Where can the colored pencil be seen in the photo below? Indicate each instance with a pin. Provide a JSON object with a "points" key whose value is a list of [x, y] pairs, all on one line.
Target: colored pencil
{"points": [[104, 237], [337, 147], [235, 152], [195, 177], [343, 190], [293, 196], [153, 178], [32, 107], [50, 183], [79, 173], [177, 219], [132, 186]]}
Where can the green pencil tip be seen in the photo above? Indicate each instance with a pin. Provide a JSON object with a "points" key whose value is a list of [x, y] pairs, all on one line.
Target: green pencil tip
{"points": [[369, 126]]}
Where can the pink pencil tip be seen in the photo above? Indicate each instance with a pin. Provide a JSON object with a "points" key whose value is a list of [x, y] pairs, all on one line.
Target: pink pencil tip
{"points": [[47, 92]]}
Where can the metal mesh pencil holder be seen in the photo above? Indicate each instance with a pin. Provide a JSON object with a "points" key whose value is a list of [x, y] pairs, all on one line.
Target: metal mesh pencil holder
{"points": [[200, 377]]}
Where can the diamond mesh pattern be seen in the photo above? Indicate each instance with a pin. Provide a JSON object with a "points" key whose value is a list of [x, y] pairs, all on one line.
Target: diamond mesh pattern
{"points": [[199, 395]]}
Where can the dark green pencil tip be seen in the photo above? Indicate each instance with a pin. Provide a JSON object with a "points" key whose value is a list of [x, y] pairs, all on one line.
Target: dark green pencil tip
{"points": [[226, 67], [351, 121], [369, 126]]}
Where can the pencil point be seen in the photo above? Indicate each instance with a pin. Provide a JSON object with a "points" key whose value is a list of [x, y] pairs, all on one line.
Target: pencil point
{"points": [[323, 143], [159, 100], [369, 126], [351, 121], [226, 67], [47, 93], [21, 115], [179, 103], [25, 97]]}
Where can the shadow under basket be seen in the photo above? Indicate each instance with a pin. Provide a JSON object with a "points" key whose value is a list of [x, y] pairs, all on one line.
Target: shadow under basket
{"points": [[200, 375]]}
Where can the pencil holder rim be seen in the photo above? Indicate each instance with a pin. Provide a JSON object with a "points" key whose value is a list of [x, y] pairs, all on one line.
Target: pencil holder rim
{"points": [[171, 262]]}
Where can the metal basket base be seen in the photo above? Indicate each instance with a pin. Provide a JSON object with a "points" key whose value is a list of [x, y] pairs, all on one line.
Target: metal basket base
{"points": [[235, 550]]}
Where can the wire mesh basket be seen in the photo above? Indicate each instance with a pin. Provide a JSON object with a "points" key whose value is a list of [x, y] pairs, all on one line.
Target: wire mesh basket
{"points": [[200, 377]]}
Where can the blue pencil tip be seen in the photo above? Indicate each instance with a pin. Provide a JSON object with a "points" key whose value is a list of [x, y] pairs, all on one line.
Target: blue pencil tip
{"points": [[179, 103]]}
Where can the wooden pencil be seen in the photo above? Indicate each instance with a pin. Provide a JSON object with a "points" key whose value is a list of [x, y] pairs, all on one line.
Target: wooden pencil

* EXERCISE PROMPT: Search the records for the string "wooden", and copy every line that holds it.

* RESPONSE:
Where can the wooden pencil be seen in the photo above? Indicate each instance with a pin. Provide a JSON object with a "points" key whose value is a list of [x, y] pairs, all on one line.
Target: wooden pencil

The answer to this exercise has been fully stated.